After traversing from Bridgeport, to Milford, to New Haven in specialized Japanese/Chinese produce stores, every location either was out of stock or didn’t carry the powder. We were starting to think all hope was lost, and then, our glorious savior prevailed: Walmart. After accruing all of the holy ingredients, we began the process of cooking. I won’t go into detail about every step, because ultimately the recipe will do that far more eloquently and beautifully than I do. However, I will go over the major steps and provide photos of the biggest and most insurmountable challenges we faced. Also, for clarification, while some recipes of matcha Swiss roll have normal cream or fruit fillings, we chose to do a matcha cream inside.

Our first step in the process was creating our matcha flour for the roll. We began by separating egg whites and yolks and then sifting our cake flour and matcha powder together thoroughly, ultimately mixing them all together with some warm milk to provide the green dough you see in the image below. The recipe is like a banshee, it lures you in by seeming super inviting and then on step 5 when you’re too deep to back out it hits you with the worst tidal wave of complex cooking steps you’ve ever encountered. We then had to lay the dough out flat in a sheet pan in preparation to bake it for the first time. I’m really not sure why that lump is there in the photo but we fixed that in post. We then baked the mix for 10 minutes, and then came the first step of death: rolling. We had to roll the cake with parchment paper spiraling between layers to prevent the dough from sticking during baking. This resulted in this chimera of paper and cake mix, that you see to the side. 

We then let the log of matcha cool in the fridge for about 30 minutes while we made the cream. The cream itself was relatively simple, you basically just prepared normal whipping cream with some more matcha powder and a tiny amount of sugar. After the cream was prepared and the roll had been cooled, it was time for the second step of death: unrolling. With YouTube comments often citing that this is where things fall apart, we were extraordinarily careful when unrolling our Swiss roll. 

Ultimately, we were blessed that it came undone pretty easily, and we lathered on the cream. We then rolled it back up into its log form, wrapped it in parchment paper, and let it cool for about 3 hours. When we took it out of the fridge, the next step was to cut the edges off of the cake to show off the swirling of the cream and make it look nice and neat, and to the right, you’ll see the final product of our hard work. The most important step, obviously, was to taste our invention. The final verdict: personally, I loved the cake and I loved how it tasted. But my Italian-American chef of an aunt did not. I think this is largely due to a couple of factors that will be addressed in the next and final chapter of this anthology.

Chapter 4: Assessing the Differences and Our Thoughts

Ultimately, I think the matcha Swiss roll was a great reflection of Japanese culinary practices, not solely due to the fact that it utilized a traditional Japanese ingredient in matcha, but moreso because it embodied some of the concepts of traditional wagashi despite its Western form. Namely, it’s lack of out and out sweetness.

# Complete the following
1 > Answer these about the matcha Swiss roll post:
(a) Which store finally had the powder after the other shops failed?
(b) About how long did the rolled cake cool in the fridge while the cream was made?
(c) Who did not like the finished cake?
2 > Pick up the matcha Swiss roll post right after its last sentence and keep writing it.

# Extracted records
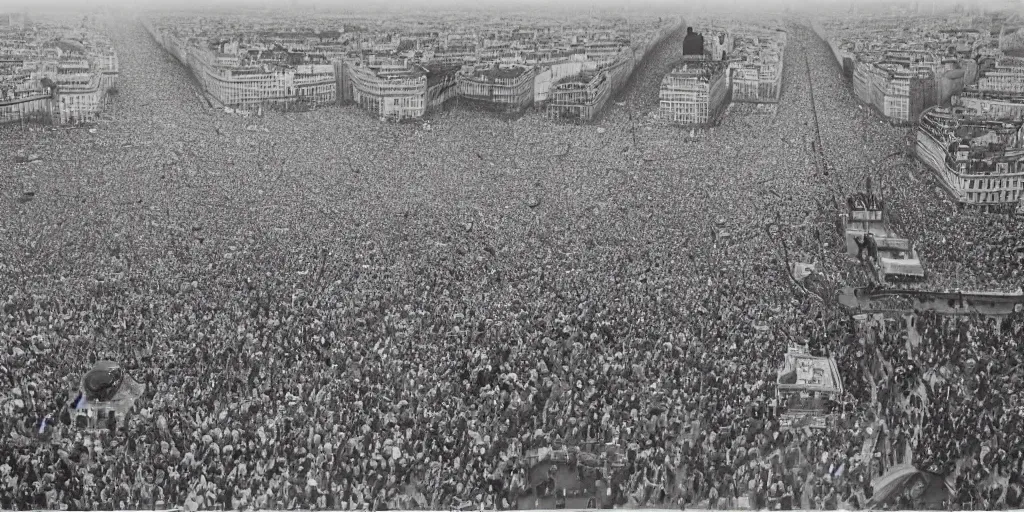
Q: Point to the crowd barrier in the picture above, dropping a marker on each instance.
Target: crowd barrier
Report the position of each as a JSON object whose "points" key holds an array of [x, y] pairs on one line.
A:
{"points": [[532, 510]]}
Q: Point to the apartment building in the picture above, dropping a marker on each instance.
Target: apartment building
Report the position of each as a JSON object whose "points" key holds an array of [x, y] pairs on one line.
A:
{"points": [[978, 161], [389, 89], [502, 88]]}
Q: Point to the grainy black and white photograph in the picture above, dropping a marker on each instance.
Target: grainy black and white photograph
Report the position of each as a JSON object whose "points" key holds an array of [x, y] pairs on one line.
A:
{"points": [[477, 255]]}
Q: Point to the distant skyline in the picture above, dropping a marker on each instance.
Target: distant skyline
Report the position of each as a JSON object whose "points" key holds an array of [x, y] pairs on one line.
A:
{"points": [[744, 6]]}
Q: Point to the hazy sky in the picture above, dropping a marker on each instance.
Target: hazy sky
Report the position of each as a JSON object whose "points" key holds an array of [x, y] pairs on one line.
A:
{"points": [[683, 5]]}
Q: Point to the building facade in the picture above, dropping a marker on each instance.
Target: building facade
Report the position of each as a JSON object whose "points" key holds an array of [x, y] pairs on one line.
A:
{"points": [[580, 98], [695, 93], [389, 90], [506, 89], [979, 162]]}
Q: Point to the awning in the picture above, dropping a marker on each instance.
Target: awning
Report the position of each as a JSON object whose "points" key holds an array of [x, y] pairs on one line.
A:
{"points": [[909, 267]]}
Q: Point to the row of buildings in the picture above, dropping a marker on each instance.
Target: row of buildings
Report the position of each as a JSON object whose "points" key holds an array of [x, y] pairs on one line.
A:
{"points": [[974, 145], [53, 71], [568, 74], [734, 65], [950, 78]]}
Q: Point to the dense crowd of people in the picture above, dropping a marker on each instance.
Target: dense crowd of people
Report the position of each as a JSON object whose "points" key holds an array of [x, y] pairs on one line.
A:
{"points": [[338, 313]]}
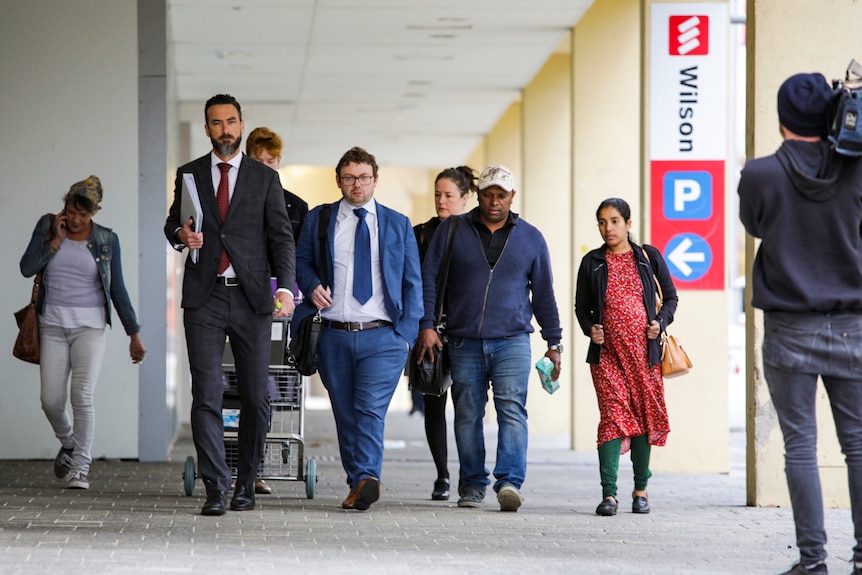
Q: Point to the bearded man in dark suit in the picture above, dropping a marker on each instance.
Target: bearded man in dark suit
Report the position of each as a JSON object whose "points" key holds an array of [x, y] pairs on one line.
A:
{"points": [[245, 239]]}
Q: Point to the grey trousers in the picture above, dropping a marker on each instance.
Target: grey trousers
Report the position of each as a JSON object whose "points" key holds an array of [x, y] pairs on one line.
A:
{"points": [[797, 347]]}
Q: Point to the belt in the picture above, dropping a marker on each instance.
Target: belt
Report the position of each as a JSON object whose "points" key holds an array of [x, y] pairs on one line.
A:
{"points": [[356, 325]]}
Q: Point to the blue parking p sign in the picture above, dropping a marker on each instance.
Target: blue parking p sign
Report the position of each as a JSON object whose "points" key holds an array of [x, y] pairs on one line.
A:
{"points": [[687, 195]]}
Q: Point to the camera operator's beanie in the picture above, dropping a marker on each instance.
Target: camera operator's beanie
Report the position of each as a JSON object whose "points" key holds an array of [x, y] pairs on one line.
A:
{"points": [[803, 104]]}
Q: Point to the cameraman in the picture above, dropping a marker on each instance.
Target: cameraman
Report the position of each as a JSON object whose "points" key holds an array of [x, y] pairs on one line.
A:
{"points": [[805, 203]]}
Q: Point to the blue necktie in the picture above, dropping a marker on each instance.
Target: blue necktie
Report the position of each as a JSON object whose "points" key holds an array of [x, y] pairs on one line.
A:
{"points": [[361, 259]]}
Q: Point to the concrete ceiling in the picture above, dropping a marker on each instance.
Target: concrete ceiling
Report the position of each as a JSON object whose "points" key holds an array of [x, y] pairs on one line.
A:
{"points": [[415, 82]]}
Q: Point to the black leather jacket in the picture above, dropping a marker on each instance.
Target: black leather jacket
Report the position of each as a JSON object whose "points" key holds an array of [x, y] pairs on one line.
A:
{"points": [[593, 283]]}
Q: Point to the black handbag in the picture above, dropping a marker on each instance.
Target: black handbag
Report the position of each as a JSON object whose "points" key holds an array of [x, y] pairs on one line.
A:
{"points": [[426, 377], [430, 378], [302, 349]]}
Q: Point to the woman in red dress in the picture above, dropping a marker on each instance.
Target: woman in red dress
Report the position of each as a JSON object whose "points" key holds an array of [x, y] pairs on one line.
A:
{"points": [[615, 304]]}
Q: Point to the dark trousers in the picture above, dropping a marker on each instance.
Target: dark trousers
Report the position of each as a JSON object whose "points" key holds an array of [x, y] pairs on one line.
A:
{"points": [[228, 313], [361, 370], [435, 432]]}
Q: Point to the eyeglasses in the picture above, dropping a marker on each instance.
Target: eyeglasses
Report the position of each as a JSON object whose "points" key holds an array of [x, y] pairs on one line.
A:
{"points": [[363, 180]]}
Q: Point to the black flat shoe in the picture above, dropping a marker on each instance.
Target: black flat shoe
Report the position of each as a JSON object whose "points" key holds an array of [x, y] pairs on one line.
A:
{"points": [[441, 490], [214, 504], [243, 498], [640, 505], [607, 507]]}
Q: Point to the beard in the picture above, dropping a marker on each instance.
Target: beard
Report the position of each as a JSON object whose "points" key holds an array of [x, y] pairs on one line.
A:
{"points": [[226, 148]]}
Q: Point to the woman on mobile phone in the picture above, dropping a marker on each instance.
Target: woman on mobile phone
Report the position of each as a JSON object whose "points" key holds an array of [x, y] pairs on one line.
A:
{"points": [[82, 277]]}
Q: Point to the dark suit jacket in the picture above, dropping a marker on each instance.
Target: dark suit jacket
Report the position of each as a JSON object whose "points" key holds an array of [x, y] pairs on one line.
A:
{"points": [[399, 258], [256, 225]]}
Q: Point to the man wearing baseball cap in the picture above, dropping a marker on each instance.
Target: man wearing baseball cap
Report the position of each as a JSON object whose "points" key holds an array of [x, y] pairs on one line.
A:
{"points": [[499, 277], [805, 203]]}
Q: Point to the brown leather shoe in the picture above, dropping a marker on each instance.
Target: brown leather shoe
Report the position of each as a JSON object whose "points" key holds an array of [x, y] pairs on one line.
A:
{"points": [[367, 492]]}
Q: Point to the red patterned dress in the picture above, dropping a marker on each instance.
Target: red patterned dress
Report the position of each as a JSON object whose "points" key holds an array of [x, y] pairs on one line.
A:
{"points": [[630, 392]]}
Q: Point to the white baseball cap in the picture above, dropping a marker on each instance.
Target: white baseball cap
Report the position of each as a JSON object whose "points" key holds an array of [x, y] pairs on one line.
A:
{"points": [[497, 175]]}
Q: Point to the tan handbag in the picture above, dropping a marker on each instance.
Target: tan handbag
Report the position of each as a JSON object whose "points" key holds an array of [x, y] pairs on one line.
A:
{"points": [[674, 360], [27, 343]]}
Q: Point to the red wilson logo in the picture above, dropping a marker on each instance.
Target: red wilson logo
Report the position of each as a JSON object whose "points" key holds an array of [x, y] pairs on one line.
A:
{"points": [[689, 35]]}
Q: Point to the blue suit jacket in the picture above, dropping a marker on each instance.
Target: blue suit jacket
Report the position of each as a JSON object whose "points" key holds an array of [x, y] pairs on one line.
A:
{"points": [[399, 256]]}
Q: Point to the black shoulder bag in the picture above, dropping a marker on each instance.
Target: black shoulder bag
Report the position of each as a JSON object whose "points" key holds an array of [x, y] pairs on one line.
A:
{"points": [[302, 350], [426, 377]]}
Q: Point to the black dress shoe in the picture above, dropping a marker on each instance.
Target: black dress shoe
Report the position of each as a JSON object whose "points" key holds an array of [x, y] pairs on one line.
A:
{"points": [[243, 498], [607, 507], [367, 492], [441, 490], [214, 504], [640, 505]]}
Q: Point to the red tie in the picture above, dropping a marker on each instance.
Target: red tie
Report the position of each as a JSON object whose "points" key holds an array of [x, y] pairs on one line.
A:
{"points": [[223, 200]]}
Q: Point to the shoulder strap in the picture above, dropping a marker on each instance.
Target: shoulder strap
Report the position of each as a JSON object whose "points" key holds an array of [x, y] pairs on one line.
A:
{"points": [[659, 293], [443, 278], [322, 231]]}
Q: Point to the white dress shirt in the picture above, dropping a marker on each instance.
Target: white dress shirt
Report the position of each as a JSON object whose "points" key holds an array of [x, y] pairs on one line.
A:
{"points": [[344, 306]]}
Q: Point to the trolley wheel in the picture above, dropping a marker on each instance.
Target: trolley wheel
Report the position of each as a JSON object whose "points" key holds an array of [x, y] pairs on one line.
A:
{"points": [[310, 478], [189, 475]]}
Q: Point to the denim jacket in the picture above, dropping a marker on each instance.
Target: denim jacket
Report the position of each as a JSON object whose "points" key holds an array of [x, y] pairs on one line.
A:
{"points": [[105, 247]]}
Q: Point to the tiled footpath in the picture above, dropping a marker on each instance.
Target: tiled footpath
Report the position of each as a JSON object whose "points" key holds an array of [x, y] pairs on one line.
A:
{"points": [[136, 518]]}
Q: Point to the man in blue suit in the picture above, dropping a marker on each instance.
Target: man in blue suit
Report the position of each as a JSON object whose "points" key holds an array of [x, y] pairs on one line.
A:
{"points": [[371, 302], [245, 239]]}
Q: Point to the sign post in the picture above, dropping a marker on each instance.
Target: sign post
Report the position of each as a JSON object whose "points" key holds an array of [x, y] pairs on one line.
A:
{"points": [[688, 116]]}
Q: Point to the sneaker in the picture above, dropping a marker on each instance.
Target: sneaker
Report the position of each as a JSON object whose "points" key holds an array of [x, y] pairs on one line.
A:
{"points": [[76, 479], [509, 498], [62, 463], [800, 569], [471, 497]]}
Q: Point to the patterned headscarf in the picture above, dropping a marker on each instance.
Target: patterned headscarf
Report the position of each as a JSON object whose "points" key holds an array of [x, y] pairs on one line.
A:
{"points": [[91, 188]]}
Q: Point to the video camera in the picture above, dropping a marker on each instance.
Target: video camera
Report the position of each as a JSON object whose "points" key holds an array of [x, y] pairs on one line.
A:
{"points": [[845, 124]]}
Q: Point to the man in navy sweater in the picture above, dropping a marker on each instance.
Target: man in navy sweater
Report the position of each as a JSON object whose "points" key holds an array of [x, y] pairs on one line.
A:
{"points": [[805, 203], [499, 277]]}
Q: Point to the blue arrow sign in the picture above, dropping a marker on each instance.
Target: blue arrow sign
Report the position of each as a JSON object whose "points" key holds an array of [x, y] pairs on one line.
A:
{"points": [[688, 256]]}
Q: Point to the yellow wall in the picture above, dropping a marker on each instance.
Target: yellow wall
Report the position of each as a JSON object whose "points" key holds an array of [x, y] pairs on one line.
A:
{"points": [[545, 199], [825, 37]]}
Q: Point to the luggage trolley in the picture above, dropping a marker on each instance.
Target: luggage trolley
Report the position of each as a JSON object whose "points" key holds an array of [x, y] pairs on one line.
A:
{"points": [[284, 450]]}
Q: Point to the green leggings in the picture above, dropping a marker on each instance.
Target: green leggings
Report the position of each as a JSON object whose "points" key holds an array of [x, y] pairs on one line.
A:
{"points": [[609, 464]]}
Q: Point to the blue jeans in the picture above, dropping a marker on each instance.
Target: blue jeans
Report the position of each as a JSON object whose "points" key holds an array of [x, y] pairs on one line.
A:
{"points": [[797, 347], [504, 366], [360, 370]]}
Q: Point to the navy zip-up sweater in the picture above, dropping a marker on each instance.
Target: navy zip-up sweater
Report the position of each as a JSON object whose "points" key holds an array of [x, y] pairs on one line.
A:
{"points": [[485, 303]]}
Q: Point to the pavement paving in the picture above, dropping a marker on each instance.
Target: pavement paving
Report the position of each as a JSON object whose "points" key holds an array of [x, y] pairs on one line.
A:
{"points": [[136, 518]]}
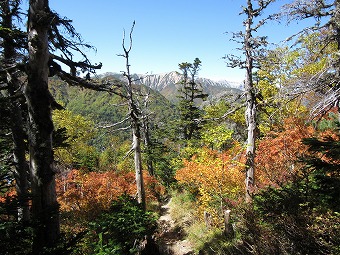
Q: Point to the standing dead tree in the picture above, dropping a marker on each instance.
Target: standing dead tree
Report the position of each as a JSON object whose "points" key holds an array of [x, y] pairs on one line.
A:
{"points": [[253, 49], [135, 116]]}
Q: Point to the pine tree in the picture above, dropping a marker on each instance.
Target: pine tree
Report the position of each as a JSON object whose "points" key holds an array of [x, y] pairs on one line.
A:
{"points": [[190, 91]]}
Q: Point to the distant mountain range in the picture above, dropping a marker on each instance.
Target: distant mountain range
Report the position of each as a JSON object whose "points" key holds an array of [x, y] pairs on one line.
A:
{"points": [[168, 83]]}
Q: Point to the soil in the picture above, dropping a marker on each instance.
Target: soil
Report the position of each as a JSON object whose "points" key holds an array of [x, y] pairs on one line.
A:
{"points": [[171, 239]]}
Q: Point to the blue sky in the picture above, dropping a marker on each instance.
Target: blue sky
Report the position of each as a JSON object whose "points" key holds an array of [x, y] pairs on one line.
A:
{"points": [[166, 33]]}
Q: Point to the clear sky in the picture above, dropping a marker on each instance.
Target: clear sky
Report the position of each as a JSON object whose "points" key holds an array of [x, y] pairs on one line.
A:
{"points": [[167, 32]]}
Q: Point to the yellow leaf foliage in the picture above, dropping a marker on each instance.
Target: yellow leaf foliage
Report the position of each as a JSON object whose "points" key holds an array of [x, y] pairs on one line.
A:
{"points": [[216, 177]]}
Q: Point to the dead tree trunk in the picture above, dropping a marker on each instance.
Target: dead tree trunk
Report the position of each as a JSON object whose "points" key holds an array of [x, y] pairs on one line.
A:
{"points": [[45, 209], [135, 118], [17, 126], [250, 113]]}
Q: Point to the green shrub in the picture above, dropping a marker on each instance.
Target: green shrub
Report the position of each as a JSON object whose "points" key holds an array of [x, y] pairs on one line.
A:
{"points": [[118, 230]]}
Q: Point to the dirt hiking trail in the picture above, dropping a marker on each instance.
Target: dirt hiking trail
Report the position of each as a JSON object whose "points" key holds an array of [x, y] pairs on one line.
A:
{"points": [[171, 238]]}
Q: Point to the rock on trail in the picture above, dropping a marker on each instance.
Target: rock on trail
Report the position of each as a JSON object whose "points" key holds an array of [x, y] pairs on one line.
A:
{"points": [[171, 239]]}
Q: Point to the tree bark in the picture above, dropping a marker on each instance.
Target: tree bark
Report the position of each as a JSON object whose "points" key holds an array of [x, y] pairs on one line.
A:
{"points": [[138, 164], [45, 209], [17, 126], [250, 113]]}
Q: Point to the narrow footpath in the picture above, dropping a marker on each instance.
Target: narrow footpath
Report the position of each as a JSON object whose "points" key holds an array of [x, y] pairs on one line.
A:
{"points": [[171, 238]]}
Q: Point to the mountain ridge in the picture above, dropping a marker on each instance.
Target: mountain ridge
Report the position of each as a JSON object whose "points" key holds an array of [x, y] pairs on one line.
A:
{"points": [[168, 84]]}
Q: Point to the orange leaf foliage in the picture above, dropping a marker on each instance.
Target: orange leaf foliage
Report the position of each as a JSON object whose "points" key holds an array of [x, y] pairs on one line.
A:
{"points": [[216, 176], [277, 154], [89, 193]]}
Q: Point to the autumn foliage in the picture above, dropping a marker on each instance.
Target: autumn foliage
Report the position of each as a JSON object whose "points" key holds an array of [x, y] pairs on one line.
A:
{"points": [[87, 194], [278, 154], [215, 177]]}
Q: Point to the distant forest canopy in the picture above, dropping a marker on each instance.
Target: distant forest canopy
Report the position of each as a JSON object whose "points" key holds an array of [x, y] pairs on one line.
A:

# Response list
1 >
(a) Walmart.
(b) About 30 minutes.
(c) The writer's Italian-American chef of an aunt.

2 >
My aunt kept saying, “God I think this would have been great with some chocolate sauce on it.” Which I think really speaks to the aforementioned differences in ideal dessert flavors between the West and Japan. The recipe only called for roughly half a cup of sugar for a 10-inch roll. This really is reminiscent of the wagashi not boasting large amounts of artificial sweetener in their recipes, rather, emphasizing the natural flavors of their ingredients.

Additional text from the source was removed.